In the post on school vending machines below, transcribe the passage starting with "Separate meals - free" and going on through "learning by hunger.".

_SUPPLIED TEXT_.
[Start of Attachment]
This is for
vending machines that the students pay for themselves, using
money provided to them by thier parents. The
feds have nothing to do with them, they are via
arrangements with the local schools themselves.
Provided meals are a seperate issue.
(My bold)
Most children pick the saltiest, sweetest, fattiest food they can find. The whole point to schools is to teach - & good nutrition is teachable. Vending machine food/drink is - left to its own devices - profitable & bad for you. Yah, the parents pay for the stuff, & then pay for the dental, obesity, weak bones, poor posture & on & on. If they don't pay directly through their own health insurance, we all pay through Medicare/Medicaid. & in fact we can't keep up - as fat/salt/sugar took off in processed food in the '60s, the rate of high BP, cardiac problems, obesity & etc. ballooned right along with our children & adolescents. That trend isn't sustainable.
Vending machines are a money-maker for local schools. I sympathize with the schools, but killing our children in slow motion so that the band can have new uniforms is not an acceptable tradeoff. Bad food & drink simply shouldn't be available in the schools.
Furthermore, the earlier that children take to salty/fatty/oversweetened food/drink, the more salt/fat/sweet they demand, making the problems worse & accelerating. It's possible to "reset" children's tastebuds, but it's best done ASAP, when they're still young. Then their appetite for salt/fat/sweet drops back to more natural levels.
Separate meals - free or reduced breakfast/lunch prices - are meant to improve educational outcomes. It's not a question of coddling our children with tacos & pizza & whatnot - it's providing protein & carbs in reasonable proportion & portions, so that our students aren't distracted from learning by hunger.
[End of Attachment]
_DATA SUPPLIED_.
[Start of Attachment]
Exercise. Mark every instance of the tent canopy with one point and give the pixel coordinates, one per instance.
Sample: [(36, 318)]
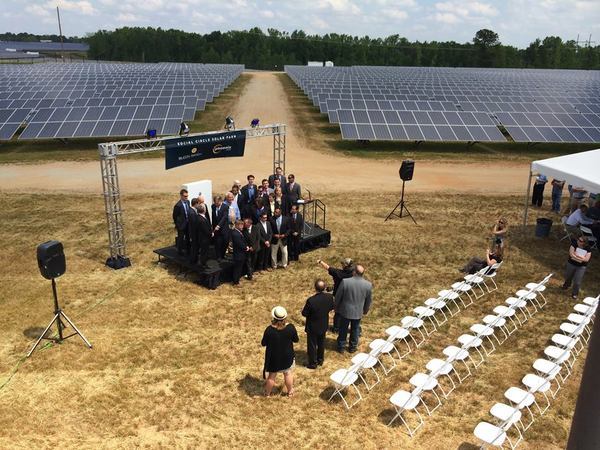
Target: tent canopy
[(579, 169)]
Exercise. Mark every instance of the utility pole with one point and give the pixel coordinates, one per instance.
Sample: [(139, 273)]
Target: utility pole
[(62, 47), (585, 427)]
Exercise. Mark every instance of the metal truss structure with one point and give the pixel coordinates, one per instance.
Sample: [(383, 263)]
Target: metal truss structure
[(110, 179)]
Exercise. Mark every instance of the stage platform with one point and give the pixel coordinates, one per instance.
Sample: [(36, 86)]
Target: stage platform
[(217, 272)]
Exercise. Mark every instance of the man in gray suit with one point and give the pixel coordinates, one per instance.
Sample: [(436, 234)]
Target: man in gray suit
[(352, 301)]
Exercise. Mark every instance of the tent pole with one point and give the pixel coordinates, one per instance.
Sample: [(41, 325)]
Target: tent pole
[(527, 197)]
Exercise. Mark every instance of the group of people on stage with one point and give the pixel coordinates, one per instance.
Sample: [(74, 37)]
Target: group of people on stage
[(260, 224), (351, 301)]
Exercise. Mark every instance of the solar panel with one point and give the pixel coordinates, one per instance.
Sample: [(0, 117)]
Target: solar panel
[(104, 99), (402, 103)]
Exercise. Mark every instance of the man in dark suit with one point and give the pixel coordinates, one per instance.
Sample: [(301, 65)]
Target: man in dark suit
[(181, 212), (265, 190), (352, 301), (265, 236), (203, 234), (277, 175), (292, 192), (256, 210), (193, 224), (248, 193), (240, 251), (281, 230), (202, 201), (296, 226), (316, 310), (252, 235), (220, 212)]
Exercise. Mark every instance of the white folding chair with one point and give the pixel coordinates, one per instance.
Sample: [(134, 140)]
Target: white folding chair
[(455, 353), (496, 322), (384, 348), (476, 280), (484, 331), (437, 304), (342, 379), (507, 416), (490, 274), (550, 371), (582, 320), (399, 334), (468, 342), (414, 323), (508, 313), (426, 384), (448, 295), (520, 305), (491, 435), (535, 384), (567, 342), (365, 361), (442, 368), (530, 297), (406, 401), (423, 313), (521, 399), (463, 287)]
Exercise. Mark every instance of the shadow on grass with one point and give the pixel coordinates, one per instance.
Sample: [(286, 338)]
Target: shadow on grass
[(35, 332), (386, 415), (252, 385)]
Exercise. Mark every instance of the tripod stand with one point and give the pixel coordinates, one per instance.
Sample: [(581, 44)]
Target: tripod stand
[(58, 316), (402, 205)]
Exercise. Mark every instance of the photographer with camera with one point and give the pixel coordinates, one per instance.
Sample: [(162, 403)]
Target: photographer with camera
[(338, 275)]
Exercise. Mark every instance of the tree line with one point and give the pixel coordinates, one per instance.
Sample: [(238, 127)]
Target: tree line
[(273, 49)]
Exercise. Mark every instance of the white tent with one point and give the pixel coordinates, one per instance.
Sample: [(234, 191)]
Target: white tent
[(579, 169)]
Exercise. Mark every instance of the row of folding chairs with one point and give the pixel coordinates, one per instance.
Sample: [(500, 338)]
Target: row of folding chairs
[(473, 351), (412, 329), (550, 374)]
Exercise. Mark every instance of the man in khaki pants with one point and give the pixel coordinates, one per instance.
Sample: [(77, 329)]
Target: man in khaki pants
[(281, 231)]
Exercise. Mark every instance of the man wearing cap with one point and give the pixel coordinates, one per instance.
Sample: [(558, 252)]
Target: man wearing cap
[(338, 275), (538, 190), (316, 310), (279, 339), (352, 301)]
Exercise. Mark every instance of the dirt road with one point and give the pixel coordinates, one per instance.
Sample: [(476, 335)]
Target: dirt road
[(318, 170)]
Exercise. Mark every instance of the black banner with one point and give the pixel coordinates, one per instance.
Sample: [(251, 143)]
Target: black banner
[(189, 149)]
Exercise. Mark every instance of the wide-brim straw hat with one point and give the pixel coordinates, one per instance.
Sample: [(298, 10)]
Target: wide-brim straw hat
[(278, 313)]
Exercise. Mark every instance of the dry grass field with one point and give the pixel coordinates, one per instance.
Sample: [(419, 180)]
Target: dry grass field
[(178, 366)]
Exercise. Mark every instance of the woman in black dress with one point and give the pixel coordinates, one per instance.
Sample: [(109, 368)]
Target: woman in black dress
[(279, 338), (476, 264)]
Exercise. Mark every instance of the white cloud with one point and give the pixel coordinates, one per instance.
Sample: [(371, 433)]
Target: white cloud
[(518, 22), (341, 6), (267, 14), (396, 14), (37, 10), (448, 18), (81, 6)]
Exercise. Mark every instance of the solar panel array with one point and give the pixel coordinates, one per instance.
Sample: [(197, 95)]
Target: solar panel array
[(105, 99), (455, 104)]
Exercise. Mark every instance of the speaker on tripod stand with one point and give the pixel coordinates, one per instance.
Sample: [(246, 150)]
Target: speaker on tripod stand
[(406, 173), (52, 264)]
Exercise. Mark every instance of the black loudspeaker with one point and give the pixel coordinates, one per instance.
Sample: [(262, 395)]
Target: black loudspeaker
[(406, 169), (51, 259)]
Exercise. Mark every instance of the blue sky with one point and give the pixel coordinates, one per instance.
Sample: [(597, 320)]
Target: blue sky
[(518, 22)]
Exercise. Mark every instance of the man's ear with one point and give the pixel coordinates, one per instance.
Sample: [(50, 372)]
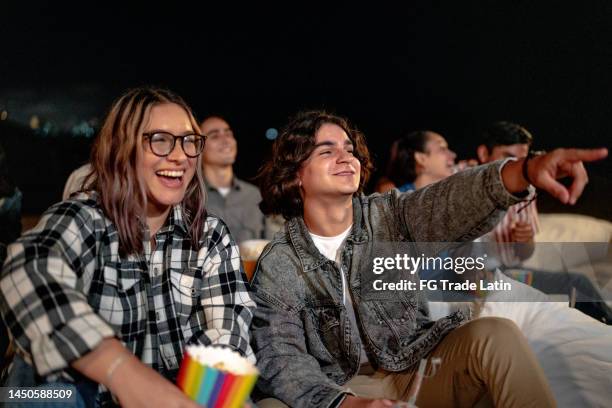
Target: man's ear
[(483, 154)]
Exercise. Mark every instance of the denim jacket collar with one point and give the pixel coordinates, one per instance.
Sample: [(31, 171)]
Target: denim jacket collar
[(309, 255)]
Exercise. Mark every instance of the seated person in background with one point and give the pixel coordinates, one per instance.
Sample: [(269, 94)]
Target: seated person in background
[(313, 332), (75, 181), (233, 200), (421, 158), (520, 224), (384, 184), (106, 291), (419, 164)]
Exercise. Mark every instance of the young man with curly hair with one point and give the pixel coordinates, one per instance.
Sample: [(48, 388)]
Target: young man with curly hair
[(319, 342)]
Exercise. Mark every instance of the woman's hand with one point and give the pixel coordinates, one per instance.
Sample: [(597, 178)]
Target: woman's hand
[End of Attachment]
_WRITTEN RESPONSE_.
Separate meals - free or reduced breakfast/lunch prices - are meant to improve educational outcomes. It's not a question of coddling our children with tacos & pizza & whatnot - it's providing protein & carbs in reasonable proportion & portions, so that our students aren't distracted from learning by hunger.